**TASK DIRECTIONS:** Report each line of the records below that contains the word "blue". Uppercase and lowercase letters count as different.

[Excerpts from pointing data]
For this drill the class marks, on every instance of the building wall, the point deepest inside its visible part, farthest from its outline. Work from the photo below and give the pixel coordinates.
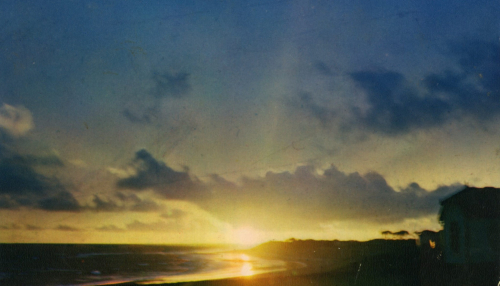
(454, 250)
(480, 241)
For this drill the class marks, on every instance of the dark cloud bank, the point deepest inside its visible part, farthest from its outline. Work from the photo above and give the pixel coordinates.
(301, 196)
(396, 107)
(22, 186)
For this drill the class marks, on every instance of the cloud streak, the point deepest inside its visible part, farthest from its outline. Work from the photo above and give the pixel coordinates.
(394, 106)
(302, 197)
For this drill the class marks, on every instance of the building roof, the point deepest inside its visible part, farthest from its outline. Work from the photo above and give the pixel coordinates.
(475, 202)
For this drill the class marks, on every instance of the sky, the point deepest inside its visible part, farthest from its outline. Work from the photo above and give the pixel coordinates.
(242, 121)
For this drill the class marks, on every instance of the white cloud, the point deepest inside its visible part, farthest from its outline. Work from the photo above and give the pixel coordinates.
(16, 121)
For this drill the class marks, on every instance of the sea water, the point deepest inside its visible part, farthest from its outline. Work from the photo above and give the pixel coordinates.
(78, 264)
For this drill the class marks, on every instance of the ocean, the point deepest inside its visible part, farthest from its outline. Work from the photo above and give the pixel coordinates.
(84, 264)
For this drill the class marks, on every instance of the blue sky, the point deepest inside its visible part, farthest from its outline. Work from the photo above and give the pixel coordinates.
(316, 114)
---
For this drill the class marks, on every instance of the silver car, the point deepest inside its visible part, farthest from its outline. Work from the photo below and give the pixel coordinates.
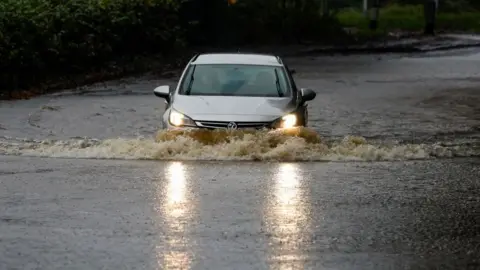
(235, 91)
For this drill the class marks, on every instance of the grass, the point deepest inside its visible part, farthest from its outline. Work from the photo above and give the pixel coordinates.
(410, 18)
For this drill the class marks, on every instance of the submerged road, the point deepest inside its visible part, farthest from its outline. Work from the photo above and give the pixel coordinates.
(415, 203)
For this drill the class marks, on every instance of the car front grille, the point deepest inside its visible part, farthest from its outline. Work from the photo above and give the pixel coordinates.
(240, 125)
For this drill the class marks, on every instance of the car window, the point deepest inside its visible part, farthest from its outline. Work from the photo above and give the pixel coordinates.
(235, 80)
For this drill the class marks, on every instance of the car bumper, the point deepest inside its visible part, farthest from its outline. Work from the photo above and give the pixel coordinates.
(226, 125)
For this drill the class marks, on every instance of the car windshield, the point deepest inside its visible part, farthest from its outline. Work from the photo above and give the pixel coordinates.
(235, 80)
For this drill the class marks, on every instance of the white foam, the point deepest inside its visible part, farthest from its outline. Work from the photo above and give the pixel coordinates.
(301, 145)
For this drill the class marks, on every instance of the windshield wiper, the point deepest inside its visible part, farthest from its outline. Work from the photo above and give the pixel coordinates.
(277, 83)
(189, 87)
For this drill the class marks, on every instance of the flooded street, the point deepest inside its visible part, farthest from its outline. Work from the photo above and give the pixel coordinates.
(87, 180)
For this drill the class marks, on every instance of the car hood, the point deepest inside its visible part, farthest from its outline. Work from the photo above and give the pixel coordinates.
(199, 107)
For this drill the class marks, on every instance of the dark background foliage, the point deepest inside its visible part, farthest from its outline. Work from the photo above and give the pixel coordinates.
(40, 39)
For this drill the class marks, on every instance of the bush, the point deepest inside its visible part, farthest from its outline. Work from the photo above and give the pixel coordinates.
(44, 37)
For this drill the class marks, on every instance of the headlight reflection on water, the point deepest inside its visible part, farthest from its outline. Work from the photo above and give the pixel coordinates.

**TASK SOLUTION:**
For this drill the class marks, on every instance of the blue sky, the point deepest inside its visible part, farthest from its outline. Work from the photo above and give the pixel coordinates.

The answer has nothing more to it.